> [Requirement]: Once the line with "Target: bell-shaped flower" is found in the entries below, repeat it and each following line exactly, up to and including the line with "Write each point like <point>367,69</point>.". Add no other lines.

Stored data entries
>>

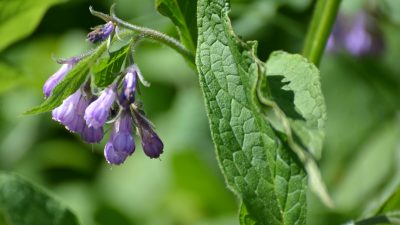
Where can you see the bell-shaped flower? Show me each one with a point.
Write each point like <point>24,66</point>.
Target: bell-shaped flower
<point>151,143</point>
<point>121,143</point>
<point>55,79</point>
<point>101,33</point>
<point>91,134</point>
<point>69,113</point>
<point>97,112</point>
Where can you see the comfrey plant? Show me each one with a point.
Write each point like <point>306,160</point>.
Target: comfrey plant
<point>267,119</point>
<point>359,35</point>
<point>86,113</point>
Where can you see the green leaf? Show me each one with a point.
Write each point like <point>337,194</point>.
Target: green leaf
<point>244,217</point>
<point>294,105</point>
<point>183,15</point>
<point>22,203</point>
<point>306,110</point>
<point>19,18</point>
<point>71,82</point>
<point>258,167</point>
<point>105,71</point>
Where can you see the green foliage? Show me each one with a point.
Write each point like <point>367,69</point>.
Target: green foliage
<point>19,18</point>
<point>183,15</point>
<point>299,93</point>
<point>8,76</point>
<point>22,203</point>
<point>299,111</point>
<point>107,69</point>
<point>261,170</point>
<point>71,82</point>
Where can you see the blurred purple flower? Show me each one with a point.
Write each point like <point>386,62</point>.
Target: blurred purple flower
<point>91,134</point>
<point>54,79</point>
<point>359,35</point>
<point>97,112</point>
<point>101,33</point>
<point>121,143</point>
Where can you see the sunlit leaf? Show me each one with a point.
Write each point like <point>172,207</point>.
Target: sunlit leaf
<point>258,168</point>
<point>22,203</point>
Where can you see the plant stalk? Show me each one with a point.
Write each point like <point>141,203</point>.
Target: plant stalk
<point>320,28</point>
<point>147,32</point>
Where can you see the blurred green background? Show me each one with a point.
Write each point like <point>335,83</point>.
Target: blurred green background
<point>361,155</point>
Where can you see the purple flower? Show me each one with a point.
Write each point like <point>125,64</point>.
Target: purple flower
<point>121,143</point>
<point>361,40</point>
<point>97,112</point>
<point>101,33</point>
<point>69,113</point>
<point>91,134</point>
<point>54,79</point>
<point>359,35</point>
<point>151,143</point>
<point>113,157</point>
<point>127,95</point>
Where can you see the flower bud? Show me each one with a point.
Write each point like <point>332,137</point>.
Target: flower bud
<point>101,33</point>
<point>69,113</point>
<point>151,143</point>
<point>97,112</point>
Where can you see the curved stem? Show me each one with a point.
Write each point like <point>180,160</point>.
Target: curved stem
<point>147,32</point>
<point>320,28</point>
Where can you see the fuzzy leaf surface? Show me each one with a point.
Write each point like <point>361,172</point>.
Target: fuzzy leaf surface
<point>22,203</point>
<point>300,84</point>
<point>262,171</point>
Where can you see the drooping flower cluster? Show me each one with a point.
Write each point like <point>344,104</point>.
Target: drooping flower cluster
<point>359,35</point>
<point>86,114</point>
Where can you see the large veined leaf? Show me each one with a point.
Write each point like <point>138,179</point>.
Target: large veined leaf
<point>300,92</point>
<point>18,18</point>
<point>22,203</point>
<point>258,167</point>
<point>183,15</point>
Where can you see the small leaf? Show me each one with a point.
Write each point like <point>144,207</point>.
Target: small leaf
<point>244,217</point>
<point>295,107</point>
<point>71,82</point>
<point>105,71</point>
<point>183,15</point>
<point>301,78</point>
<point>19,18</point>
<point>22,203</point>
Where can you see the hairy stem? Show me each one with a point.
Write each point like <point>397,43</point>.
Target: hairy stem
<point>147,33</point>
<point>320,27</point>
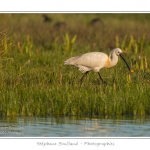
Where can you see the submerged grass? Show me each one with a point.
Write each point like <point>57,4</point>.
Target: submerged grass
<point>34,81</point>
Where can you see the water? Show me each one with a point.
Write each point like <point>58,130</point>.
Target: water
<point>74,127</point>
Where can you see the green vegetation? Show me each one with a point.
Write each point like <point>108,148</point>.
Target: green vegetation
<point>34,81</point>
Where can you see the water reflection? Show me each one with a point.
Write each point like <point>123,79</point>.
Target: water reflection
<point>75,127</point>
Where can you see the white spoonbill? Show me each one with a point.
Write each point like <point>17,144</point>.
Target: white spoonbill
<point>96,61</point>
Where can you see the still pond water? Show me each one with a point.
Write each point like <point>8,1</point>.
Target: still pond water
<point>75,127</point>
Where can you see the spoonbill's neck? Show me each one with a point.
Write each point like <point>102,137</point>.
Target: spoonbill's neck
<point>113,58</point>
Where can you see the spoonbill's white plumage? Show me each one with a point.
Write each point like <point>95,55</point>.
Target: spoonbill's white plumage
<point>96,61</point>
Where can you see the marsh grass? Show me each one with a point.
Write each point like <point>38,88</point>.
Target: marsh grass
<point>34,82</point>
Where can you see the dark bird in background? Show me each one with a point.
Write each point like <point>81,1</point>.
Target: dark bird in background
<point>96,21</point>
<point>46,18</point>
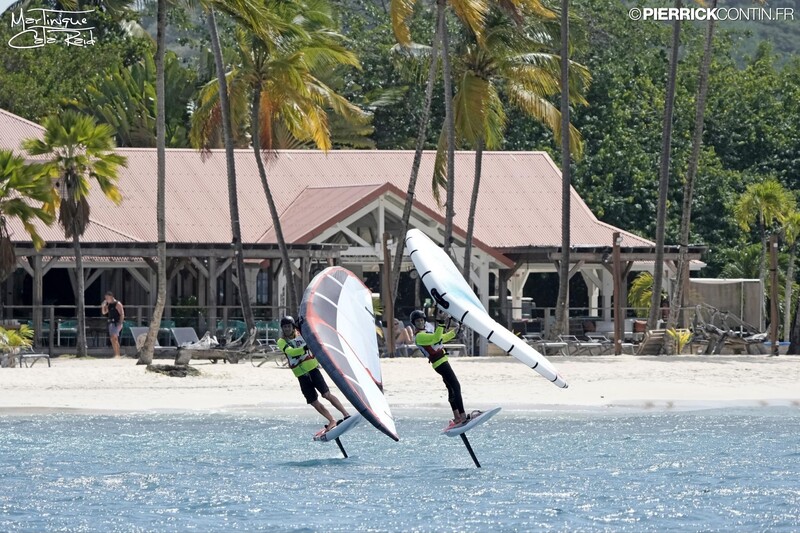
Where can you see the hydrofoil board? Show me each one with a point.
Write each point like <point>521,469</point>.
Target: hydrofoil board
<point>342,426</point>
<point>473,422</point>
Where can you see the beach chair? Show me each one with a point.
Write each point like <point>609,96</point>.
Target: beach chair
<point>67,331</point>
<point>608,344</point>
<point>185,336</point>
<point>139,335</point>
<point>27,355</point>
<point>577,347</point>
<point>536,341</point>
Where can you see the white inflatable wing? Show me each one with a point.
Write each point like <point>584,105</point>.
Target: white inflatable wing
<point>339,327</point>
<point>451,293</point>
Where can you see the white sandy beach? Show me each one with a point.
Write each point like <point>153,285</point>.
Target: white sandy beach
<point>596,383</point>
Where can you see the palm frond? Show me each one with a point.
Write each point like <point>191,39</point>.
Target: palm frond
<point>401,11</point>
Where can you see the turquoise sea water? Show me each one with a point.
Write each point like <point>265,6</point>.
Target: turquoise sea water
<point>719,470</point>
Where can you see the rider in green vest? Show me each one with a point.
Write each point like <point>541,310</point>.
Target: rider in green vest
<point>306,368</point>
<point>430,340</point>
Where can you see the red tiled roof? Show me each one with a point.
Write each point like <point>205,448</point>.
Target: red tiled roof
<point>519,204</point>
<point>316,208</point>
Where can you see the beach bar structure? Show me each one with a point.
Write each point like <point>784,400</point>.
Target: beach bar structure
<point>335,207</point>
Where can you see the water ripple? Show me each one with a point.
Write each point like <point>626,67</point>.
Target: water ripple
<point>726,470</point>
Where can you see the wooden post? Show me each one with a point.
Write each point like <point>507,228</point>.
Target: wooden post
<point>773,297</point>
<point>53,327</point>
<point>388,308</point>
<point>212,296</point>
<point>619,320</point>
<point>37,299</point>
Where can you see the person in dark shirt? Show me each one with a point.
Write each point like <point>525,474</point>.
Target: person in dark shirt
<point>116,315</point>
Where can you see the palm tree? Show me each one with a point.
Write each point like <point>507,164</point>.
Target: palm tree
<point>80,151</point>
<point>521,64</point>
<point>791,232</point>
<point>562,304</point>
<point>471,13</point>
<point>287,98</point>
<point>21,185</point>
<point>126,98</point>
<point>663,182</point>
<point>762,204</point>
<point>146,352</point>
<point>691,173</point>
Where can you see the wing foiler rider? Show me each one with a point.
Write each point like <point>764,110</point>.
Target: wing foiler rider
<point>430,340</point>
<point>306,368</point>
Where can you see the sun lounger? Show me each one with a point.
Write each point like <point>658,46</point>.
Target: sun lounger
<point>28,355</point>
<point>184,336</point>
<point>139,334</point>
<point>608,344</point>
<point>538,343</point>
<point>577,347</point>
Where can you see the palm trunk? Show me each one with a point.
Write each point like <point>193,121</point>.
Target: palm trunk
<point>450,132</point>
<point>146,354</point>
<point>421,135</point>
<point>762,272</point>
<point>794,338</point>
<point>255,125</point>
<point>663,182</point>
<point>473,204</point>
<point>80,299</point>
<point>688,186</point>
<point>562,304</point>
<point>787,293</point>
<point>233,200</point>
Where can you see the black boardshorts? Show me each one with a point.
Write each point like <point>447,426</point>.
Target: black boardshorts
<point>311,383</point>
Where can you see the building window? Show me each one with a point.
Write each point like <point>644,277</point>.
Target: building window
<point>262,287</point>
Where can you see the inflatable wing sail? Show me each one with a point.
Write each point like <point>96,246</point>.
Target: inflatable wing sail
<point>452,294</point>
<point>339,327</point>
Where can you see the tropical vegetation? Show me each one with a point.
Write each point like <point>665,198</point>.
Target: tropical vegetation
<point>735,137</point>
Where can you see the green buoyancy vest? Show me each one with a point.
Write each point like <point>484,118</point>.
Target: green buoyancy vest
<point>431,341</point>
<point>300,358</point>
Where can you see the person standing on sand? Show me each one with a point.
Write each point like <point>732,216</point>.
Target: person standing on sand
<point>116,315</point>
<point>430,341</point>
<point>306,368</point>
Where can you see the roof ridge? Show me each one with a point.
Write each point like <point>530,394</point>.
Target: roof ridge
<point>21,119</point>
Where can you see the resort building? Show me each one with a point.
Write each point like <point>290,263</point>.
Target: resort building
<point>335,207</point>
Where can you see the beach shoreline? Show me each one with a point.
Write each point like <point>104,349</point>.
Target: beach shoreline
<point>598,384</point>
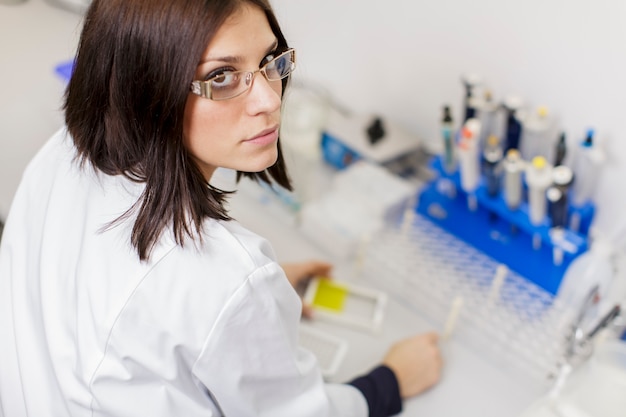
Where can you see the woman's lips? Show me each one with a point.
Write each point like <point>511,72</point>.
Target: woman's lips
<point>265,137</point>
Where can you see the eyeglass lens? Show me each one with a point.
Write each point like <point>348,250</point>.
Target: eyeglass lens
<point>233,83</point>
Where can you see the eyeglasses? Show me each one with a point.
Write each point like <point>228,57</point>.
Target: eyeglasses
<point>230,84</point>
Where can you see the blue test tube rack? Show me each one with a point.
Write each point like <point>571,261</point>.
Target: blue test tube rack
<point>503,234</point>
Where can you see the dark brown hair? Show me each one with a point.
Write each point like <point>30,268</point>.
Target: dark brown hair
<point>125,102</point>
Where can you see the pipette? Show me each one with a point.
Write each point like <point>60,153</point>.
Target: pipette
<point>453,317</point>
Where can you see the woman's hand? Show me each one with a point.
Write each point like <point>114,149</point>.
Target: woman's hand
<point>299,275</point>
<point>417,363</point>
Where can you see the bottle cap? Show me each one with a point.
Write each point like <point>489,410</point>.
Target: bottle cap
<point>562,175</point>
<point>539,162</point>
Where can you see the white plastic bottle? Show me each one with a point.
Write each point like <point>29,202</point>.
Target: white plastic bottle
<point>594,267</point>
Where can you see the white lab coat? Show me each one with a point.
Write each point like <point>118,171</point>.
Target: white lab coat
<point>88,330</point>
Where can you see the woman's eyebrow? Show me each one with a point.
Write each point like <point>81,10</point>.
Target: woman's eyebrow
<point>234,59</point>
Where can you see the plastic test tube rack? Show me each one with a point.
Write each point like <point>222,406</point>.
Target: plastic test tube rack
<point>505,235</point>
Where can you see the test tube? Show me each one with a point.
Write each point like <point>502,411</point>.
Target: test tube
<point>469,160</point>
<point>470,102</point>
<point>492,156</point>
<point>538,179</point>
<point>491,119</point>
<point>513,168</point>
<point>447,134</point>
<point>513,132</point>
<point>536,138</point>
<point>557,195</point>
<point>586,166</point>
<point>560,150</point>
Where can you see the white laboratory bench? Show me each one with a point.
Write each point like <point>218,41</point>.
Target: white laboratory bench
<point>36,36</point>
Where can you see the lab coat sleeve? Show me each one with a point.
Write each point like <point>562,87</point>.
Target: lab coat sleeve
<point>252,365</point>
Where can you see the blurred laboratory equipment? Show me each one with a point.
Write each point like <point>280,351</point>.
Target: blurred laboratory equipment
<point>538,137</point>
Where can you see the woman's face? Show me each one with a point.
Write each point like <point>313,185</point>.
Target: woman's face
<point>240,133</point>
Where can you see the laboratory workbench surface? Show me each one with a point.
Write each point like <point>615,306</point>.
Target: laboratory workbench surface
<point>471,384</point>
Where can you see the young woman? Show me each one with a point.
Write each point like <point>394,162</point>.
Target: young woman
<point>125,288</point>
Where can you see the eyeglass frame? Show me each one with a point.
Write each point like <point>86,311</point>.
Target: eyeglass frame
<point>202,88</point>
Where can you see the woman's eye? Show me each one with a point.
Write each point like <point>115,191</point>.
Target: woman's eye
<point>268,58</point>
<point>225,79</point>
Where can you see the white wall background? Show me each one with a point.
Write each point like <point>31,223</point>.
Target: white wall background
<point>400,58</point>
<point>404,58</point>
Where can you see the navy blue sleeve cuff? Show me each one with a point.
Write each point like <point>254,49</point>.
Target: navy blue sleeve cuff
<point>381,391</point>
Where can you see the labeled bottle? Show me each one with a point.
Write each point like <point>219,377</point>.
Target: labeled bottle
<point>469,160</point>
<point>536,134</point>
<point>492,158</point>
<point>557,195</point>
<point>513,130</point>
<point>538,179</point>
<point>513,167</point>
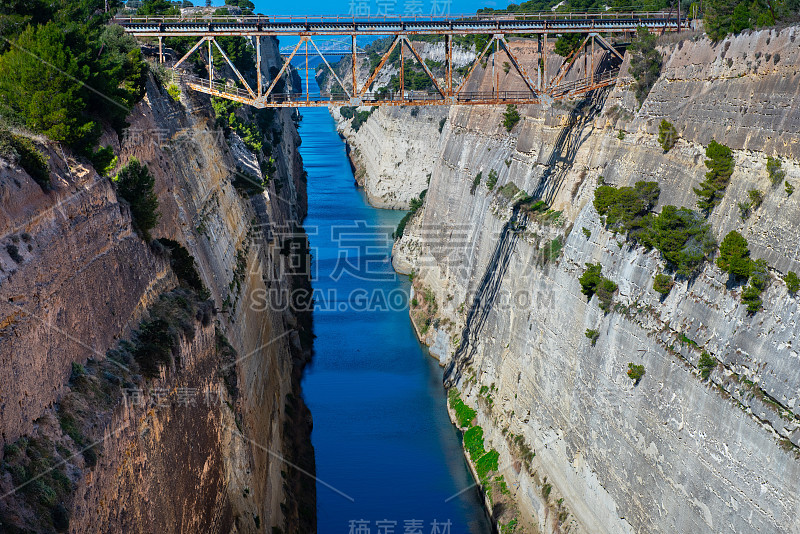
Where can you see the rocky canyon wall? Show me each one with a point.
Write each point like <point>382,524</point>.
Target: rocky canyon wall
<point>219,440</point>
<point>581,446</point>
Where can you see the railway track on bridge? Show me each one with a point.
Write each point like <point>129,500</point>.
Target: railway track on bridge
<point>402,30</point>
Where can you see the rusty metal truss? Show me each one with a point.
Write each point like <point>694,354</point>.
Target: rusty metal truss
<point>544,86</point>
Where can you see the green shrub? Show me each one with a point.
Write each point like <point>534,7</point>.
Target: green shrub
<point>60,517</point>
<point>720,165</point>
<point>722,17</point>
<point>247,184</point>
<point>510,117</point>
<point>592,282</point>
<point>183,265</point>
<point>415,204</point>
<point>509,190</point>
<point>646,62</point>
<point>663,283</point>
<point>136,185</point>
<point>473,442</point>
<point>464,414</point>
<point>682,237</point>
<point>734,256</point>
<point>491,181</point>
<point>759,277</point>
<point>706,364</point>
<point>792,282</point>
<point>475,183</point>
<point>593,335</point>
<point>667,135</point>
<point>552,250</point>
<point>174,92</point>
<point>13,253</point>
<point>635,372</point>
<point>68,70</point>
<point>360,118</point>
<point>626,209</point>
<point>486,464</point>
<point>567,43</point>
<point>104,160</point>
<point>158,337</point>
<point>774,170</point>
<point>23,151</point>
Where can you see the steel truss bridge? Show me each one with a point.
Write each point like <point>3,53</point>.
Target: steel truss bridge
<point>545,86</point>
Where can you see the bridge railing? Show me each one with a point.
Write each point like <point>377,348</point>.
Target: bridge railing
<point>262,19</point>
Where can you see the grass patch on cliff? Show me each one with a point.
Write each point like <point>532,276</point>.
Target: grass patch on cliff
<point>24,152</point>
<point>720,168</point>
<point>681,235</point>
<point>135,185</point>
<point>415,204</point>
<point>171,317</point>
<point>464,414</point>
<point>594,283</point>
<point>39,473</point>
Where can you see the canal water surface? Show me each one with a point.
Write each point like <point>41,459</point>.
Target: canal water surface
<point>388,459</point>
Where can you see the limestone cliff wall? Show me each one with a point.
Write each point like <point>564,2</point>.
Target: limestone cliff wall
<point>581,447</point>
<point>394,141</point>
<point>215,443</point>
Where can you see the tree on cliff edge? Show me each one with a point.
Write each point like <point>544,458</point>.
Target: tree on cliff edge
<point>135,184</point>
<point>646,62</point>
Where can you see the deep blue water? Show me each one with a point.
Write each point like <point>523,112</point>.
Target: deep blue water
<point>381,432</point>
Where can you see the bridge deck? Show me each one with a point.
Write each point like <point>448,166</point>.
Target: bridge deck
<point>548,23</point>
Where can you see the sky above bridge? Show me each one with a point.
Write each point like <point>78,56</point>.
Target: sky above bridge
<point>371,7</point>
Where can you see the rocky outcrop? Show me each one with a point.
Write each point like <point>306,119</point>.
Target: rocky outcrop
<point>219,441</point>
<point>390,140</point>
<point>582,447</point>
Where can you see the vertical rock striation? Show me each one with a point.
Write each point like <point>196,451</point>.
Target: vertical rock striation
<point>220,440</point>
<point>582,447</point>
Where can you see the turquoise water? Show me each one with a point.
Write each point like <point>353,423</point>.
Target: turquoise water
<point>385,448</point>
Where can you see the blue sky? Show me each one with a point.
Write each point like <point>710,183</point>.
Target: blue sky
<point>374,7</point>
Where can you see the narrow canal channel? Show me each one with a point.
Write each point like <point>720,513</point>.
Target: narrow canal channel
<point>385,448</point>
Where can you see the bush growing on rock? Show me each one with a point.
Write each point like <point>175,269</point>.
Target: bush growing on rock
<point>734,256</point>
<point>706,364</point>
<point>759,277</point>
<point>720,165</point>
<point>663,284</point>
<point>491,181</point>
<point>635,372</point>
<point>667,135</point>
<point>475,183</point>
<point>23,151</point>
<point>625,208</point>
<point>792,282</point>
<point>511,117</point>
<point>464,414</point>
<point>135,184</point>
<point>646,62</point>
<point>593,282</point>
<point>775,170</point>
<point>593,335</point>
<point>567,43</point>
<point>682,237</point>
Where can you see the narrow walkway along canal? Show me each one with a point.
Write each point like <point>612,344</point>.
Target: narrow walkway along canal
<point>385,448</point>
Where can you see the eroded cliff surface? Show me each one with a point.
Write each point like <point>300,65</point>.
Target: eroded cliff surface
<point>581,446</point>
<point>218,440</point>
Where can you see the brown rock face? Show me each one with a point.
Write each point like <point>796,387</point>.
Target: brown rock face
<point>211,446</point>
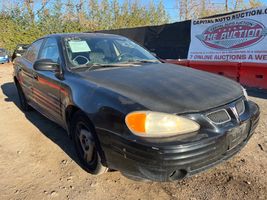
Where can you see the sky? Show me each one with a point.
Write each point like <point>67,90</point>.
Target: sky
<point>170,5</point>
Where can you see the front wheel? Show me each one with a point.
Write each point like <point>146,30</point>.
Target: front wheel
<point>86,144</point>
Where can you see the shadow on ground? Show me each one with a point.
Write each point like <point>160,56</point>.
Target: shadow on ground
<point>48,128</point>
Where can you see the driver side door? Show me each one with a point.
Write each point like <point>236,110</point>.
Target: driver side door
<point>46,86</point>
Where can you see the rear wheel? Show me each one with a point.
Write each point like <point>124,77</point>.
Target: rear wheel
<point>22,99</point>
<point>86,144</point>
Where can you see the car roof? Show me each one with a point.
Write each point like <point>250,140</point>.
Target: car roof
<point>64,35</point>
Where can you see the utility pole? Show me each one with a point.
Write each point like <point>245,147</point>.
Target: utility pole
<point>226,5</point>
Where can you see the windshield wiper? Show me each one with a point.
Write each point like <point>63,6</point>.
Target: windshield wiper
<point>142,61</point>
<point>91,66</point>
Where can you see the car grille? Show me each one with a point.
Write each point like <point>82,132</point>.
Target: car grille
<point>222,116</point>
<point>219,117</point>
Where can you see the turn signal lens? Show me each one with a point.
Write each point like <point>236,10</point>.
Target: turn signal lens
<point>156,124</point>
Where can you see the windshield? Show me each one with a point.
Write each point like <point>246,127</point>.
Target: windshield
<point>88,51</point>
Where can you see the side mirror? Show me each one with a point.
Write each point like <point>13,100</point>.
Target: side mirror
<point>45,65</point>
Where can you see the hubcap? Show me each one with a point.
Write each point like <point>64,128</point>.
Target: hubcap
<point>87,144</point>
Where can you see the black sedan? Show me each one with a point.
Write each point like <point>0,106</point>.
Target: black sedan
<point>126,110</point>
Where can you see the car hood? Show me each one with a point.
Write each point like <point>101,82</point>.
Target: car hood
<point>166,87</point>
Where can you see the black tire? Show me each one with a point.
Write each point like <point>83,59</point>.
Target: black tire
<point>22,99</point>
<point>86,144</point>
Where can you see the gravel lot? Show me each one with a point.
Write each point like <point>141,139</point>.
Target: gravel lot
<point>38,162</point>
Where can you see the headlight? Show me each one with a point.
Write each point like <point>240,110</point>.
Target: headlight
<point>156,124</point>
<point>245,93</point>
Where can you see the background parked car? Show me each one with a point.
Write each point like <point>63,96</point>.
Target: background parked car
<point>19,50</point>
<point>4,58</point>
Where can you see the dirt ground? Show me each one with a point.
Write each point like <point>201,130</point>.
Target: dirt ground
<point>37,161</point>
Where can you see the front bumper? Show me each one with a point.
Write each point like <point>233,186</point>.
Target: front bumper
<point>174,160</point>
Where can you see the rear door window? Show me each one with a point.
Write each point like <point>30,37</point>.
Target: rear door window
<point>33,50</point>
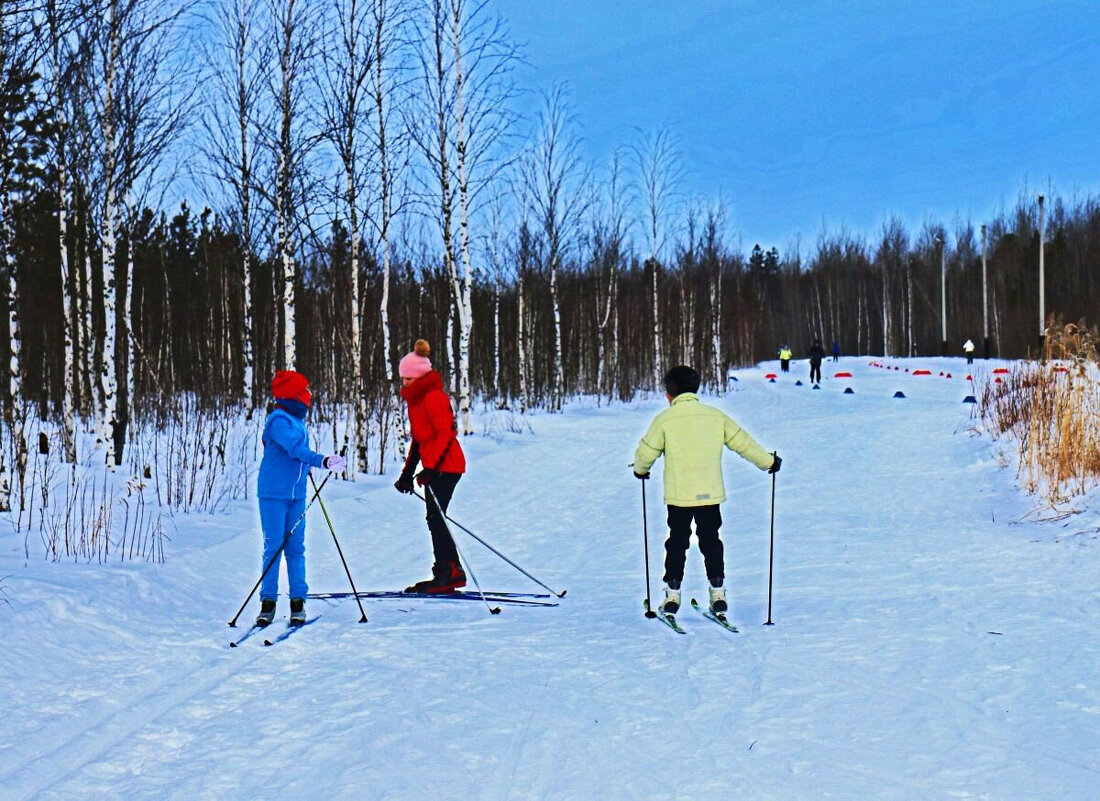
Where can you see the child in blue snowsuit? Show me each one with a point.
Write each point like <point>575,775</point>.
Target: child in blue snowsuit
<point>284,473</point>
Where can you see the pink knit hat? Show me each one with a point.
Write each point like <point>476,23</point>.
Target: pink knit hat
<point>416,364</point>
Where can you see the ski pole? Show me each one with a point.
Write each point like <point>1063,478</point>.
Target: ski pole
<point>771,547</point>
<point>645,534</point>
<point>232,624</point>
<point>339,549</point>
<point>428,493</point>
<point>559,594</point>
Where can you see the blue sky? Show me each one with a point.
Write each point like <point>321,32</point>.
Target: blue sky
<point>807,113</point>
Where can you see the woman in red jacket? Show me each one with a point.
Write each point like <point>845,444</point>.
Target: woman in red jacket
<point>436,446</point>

<<

> [Answer space]:
Target: bell-shaped flower
<point>151,143</point>
<point>121,143</point>
<point>55,79</point>
<point>101,33</point>
<point>91,134</point>
<point>69,113</point>
<point>97,112</point>
Where can you see the comfrey plant? Show me each one with a point.
Write each point like <point>306,160</point>.
Target: comfrey plant
<point>267,119</point>
<point>359,35</point>
<point>86,113</point>
Where can you see the green leaf? Show me each one with a point.
Write each point like <point>337,194</point>.
Target: green leaf
<point>244,217</point>
<point>294,105</point>
<point>183,15</point>
<point>22,203</point>
<point>306,110</point>
<point>19,18</point>
<point>71,82</point>
<point>258,167</point>
<point>105,71</point>
Where can you see the green foliage? Show me each one with a point.
Write each point like <point>367,69</point>.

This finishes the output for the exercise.